• _Required work_
Lay out every line of the entries below as a numbered list, dropping the blank lines and leaving the pictures out.

• _Source data_
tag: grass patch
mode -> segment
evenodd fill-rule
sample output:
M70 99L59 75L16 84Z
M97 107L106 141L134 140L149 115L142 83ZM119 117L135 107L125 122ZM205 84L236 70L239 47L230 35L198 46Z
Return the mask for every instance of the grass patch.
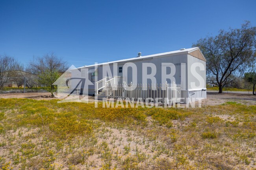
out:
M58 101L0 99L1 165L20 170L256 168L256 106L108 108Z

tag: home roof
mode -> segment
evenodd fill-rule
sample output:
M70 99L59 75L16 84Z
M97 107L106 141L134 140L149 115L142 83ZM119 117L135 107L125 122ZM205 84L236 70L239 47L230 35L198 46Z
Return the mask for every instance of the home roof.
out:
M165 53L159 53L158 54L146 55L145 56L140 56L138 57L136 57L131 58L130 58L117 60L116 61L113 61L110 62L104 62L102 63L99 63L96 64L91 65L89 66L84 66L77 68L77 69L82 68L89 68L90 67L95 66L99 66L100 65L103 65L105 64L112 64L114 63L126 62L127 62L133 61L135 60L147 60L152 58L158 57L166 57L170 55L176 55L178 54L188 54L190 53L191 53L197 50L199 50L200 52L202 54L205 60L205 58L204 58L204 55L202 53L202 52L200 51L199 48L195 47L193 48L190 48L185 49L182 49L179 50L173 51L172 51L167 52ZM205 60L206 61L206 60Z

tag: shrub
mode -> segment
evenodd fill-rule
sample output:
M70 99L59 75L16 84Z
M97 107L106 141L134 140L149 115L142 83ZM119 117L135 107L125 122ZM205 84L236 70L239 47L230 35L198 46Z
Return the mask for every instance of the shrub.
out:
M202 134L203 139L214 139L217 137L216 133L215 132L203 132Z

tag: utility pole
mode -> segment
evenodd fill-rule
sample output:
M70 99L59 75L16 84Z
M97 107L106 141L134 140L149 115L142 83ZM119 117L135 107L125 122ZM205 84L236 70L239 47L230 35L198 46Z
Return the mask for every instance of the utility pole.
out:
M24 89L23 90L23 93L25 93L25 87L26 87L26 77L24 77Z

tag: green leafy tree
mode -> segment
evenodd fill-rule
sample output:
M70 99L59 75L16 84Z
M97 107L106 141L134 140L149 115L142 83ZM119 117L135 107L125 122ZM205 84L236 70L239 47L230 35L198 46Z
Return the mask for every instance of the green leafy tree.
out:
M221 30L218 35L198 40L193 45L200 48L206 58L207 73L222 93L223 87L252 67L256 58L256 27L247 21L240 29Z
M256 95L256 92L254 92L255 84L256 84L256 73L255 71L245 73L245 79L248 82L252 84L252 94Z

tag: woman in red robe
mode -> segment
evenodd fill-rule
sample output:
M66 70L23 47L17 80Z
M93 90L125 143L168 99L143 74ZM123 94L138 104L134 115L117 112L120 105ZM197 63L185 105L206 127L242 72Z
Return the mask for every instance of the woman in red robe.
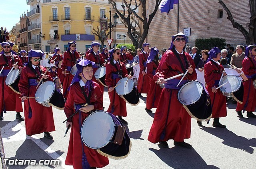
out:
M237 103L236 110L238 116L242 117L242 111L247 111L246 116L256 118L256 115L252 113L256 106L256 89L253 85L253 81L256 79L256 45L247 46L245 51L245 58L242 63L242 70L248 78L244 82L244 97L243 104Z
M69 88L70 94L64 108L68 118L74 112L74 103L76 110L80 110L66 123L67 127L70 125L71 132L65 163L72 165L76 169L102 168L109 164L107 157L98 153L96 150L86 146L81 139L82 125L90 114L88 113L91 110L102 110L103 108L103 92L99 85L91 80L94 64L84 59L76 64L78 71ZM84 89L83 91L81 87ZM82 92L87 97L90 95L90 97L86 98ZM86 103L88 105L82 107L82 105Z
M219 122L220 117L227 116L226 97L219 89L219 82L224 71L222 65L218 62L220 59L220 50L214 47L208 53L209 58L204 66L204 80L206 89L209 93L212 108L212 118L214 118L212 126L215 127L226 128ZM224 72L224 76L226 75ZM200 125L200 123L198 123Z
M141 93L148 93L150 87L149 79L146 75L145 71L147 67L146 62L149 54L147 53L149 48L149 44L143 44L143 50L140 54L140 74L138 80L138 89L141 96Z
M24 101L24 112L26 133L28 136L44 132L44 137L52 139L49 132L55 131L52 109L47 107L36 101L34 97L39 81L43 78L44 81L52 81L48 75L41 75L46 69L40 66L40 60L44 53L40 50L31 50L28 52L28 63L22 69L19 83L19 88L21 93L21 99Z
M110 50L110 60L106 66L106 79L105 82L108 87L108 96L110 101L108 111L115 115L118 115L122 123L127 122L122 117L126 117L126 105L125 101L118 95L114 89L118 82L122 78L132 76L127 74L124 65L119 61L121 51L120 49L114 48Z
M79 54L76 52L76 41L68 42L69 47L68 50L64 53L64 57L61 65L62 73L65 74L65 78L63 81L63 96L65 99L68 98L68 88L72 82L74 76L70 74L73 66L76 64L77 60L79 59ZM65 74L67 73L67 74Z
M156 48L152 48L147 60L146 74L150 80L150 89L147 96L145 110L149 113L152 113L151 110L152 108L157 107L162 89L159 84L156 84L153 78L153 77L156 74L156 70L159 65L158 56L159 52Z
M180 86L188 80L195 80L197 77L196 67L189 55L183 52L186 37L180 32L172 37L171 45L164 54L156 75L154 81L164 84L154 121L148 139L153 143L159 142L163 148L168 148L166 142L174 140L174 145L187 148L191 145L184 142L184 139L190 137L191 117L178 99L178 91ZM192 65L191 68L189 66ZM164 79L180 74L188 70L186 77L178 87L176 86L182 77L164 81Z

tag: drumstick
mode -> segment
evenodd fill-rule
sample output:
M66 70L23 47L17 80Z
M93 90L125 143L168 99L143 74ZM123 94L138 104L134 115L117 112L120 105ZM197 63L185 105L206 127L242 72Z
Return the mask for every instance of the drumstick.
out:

• _Solved problem_
1. tag: grass patch
2. mode -> segment
3. evenodd fill-rule
4. sample output:
5. M70 99L59 75L16 84Z
6. M97 107L106 141L134 140L149 115L142 83ZM119 117L135 107L125 122ZM205 84L236 70L239 47L230 35L198 46Z
7. Return the mask for every instance of the grass patch.
8. out:
9. M58 101L0 99L1 165L20 170L256 168L256 106L108 108Z
10. tag: home roof
11. mode -> segment
12. evenodd fill-rule
13. sample output:
14. M70 99L59 75L16 84Z
15. M97 107L106 141L134 140L149 115L142 83ZM119 117L135 107L125 122ZM205 84L236 70L239 47L230 35L198 46Z
16. Return the mask for every instance of the home roof.
17. out:
18. M165 53L159 53L158 54L146 55L145 56L140 56L138 57L136 57L131 58L130 58L117 60L116 61L113 61L110 62L104 62L102 63L99 63L96 64L91 65L89 66L84 66L77 68L77 69L82 68L89 68L90 67L95 66L99 66L100 65L103 65L105 64L112 64L114 63L126 62L127 62L133 61L135 60L147 60L152 58L158 57L166 57L170 55L176 55L178 54L188 54L190 53L191 53L197 50L199 50L200 52L202 54L205 60L205 58L204 58L204 55L202 53L202 52L200 51L199 48L195 47L193 48L190 48L185 49L182 49L179 50L173 51L172 51L167 52ZM205 60L206 61L206 60Z
19. tag: shrub
20. mode -> segment
21. evenodd fill-rule
22. sample output:
23. M70 99L59 75L16 84Z
24. M97 107L106 141L134 140L149 115L142 83ZM119 117L135 107L125 122ZM205 84L236 70L239 47L230 35L198 46Z
25. Return the mask for every instance of the shrub.
26. out:
27. M202 134L203 139L214 139L217 137L216 133L215 132L203 132Z
28. tag: utility pole
29. mode -> segment
30. evenodd fill-rule
31. sample output:
32. M70 99L59 75L16 84Z
33. M97 107L106 141L134 140L149 115L142 83ZM119 117L135 107L125 122ZM205 84L236 70L239 47L230 35L198 46Z
34. Return the mask for every instance of the utility pole.
35. out:
36. M24 89L23 90L23 93L25 93L25 87L26 87L26 77L24 77Z
37. tag: green leafy tree
38. mode -> segment
39. evenodd fill-rule
40. sample output:
41. M70 99L59 75L16 84Z
42. M97 107L106 141L134 140L149 115L142 83ZM119 117L135 107L125 122ZM205 84L236 70L239 47L230 35L198 46Z
43. Return the mask for every instance of the green leafy tree.
44. out:
45. M221 30L218 35L198 40L193 45L200 48L206 58L207 73L222 93L223 87L252 67L256 58L256 27L247 21L240 29Z
46. M256 95L256 92L254 92L255 84L256 84L256 73L255 71L245 73L245 79L248 82L252 84L252 94Z
47. tag: woman in red robe
48. mode -> segment
49. evenodd fill-rule
50. sample output:
51. M66 70L23 47L17 80Z
52. M93 90L125 143L168 99L143 74ZM123 94L138 104L134 115L117 112L120 105ZM197 63L185 105L206 127L242 72Z
53. Return the mask for every instance of the woman in red robe.
54. out:
55. M237 103L236 110L238 116L242 117L242 111L247 111L246 116L256 118L256 115L252 113L256 106L256 89L253 85L253 81L256 79L256 45L247 46L245 51L245 58L242 63L242 70L248 78L244 82L244 97L243 104Z
56. M69 88L70 94L64 108L68 118L74 112L74 103L76 110L80 110L66 123L67 127L70 125L71 132L65 163L72 165L76 169L102 168L109 164L107 157L98 153L96 150L86 146L81 139L82 125L90 114L88 113L91 110L102 110L103 108L103 92L99 85L91 80L94 64L84 59L76 64L78 71ZM84 89L83 91L81 87ZM82 92L87 97L90 95L90 97L86 98ZM86 103L88 105L82 107L82 105Z
57. M219 122L220 117L227 116L226 97L219 89L219 82L224 71L222 65L218 62L220 59L220 50L214 47L208 53L209 58L204 66L204 80L206 89L209 93L212 108L212 118L214 118L212 126L215 127L226 128ZM224 72L224 76L226 75ZM200 125L200 123L198 123Z
58. M141 93L148 93L150 87L149 79L146 75L145 71L147 67L146 62L149 54L147 53L149 48L149 44L143 44L143 50L140 54L140 74L138 80L138 89L141 96Z
59. M24 101L24 112L26 133L28 136L44 132L44 137L52 139L49 132L55 131L52 109L47 107L36 101L34 97L39 81L43 78L44 81L52 81L48 75L41 75L46 69L40 66L40 60L44 53L40 50L31 50L28 52L28 63L22 69L19 83L19 88L21 93L21 99Z
60. M110 50L110 60L106 66L106 79L105 82L108 87L108 96L110 101L108 111L115 115L118 115L122 123L127 122L122 117L126 117L126 105L125 101L118 95L114 89L118 82L122 78L132 76L127 74L124 65L119 61L121 51L120 49L114 48Z
61. M79 54L76 52L76 41L68 42L69 47L68 50L64 53L64 57L61 65L62 73L65 74L65 78L63 81L63 96L65 99L68 98L68 88L72 82L74 76L70 74L73 66L76 64L77 60L79 59ZM65 74L67 73L67 74Z
62. M156 48L152 48L147 60L146 74L150 80L150 89L147 96L145 110L149 113L152 113L151 110L152 108L157 107L162 89L159 84L156 84L153 78L153 77L156 74L156 70L159 65L158 56L159 52Z
63. M180 86L188 80L195 80L197 77L196 67L189 55L183 52L186 37L180 32L172 37L171 45L164 54L156 75L154 81L164 84L154 121L148 139L153 143L159 142L163 148L168 148L166 142L174 140L174 145L187 148L191 145L184 142L184 139L190 137L191 117L178 99L178 91ZM192 65L191 68L189 66ZM164 79L180 74L188 70L186 77L178 87L176 86L182 77L164 81Z
64. tag: drumstick
65. mode -> segment
66. evenodd fill-rule
67. sample output:
68. M66 70L23 47L17 80Z
69. M93 90L125 143L168 99L143 74ZM123 94L138 104L134 115L117 112L120 105ZM197 63L185 105L206 127L242 72Z
70. Return the mask for every instance of the drumstick.
71. out:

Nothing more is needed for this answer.